● **What the exercise asks**
Print out each entry below exactly, please.

● **Given entries**
----------

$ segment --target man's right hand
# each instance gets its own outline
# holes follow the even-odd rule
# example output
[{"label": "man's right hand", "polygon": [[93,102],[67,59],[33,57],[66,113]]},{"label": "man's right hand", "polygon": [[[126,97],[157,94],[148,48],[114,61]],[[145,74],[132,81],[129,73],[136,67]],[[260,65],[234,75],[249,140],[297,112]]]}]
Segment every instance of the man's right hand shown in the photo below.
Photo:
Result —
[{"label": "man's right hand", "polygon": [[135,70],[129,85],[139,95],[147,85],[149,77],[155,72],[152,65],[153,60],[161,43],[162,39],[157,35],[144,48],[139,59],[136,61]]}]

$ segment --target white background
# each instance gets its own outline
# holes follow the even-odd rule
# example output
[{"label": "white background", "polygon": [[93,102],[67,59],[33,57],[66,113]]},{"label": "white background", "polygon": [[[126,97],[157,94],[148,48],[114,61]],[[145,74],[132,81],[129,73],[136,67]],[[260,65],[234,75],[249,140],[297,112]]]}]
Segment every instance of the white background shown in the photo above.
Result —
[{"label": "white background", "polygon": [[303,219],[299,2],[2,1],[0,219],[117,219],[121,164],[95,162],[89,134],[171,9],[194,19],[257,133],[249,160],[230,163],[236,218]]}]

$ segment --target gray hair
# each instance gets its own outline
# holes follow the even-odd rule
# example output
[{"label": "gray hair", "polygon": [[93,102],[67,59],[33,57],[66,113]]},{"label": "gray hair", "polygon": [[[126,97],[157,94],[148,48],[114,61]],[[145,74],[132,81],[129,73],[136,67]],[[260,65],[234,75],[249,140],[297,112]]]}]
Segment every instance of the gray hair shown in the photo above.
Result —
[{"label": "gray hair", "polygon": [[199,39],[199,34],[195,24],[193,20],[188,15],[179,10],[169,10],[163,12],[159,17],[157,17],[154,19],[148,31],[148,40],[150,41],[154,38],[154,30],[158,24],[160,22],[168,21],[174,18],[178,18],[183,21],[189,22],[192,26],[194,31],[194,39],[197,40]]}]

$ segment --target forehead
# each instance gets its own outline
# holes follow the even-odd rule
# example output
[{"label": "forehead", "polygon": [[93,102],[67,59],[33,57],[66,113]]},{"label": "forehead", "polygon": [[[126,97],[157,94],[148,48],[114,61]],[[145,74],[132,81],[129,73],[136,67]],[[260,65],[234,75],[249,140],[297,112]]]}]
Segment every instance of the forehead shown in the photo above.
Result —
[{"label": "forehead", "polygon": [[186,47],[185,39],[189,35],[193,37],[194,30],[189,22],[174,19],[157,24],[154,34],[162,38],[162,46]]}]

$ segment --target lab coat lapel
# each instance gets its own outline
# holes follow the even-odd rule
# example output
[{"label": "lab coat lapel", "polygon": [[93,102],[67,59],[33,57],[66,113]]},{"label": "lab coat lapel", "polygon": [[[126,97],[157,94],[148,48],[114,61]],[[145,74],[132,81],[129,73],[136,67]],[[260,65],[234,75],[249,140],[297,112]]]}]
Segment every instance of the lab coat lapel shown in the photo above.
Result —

----------

● **Solution to this problem**
$ segment --target man's right hand
# each instance gets its own outline
# holes follow the even-odd rule
# example output
[{"label": "man's right hand", "polygon": [[93,102],[67,59],[33,57],[66,113]]},{"label": "man's right hand", "polygon": [[[126,97],[157,94],[148,48],[114,61]],[[145,74],[132,81],[129,73],[136,67]],[[260,65],[234,75],[249,140],[297,112]]]}]
Segment every instance of the man's right hand shown in the photo below.
Photo:
Result —
[{"label": "man's right hand", "polygon": [[135,70],[129,85],[139,95],[147,85],[149,77],[155,72],[152,65],[153,60],[161,43],[162,39],[157,35],[144,48],[139,59],[136,61]]}]

$ segment --target white background
# each instance gets its own outline
# holes follow the even-odd rule
# example output
[{"label": "white background", "polygon": [[93,102],[67,59],[33,57],[66,113]]},{"label": "white background", "polygon": [[[126,97],[157,94],[148,48],[114,61]],[[145,74],[132,81],[129,73],[136,67]],[[260,65],[234,75],[249,140],[297,112]]]}]
Segment every instance of the white background shown in the photo above.
Result —
[{"label": "white background", "polygon": [[303,219],[299,2],[2,1],[0,219],[117,219],[121,164],[95,162],[89,134],[171,9],[194,19],[257,133],[249,160],[230,163],[236,218]]}]

$ segment --target gray hair
# each instance gets its own outline
# holes follow the even-odd rule
# example output
[{"label": "gray hair", "polygon": [[93,102],[67,59],[33,57],[66,113]]},{"label": "gray hair", "polygon": [[[126,97],[157,94],[148,48],[114,61]],[[145,74],[132,81],[129,73],[136,67]],[[260,65],[234,75],[249,140],[297,112]]]}]
Segment every instance of the gray hair shown in the photo above.
Result —
[{"label": "gray hair", "polygon": [[199,39],[199,34],[195,24],[193,20],[188,15],[179,10],[169,10],[163,12],[159,17],[157,17],[154,19],[148,31],[148,40],[150,41],[154,38],[154,30],[158,24],[160,22],[168,21],[174,18],[178,18],[183,21],[189,22],[192,26],[194,31],[194,39],[197,40]]}]

$ segment --target forehead
# each instance gets its own outline
# holes follow the even-odd rule
# example output
[{"label": "forehead", "polygon": [[93,102],[67,59],[33,57],[66,113]]},{"label": "forehead", "polygon": [[[126,97],[157,94],[148,48],[114,61]],[[145,74],[132,81],[129,73],[136,67]],[[260,65],[234,75],[249,140],[297,112]]]}]
Segment every instance of the forehead shown in the photo above.
Result —
[{"label": "forehead", "polygon": [[186,47],[185,39],[189,35],[193,37],[194,30],[189,22],[174,19],[157,24],[154,34],[162,38],[162,46]]}]

$ segment --target lab coat lapel
# each instance gets its own outline
# holes follow the even-odd rule
# example output
[{"label": "lab coat lapel", "polygon": [[93,102],[67,59],[33,57],[66,113]]},{"label": "lab coat lapel", "polygon": [[[126,97],[157,94],[148,48],[114,61]],[[145,74],[132,81],[129,73],[136,67]],[[260,65],[234,75],[249,140],[297,112]]]}]
Segment every instance of the lab coat lapel shown in the photo above.
Result —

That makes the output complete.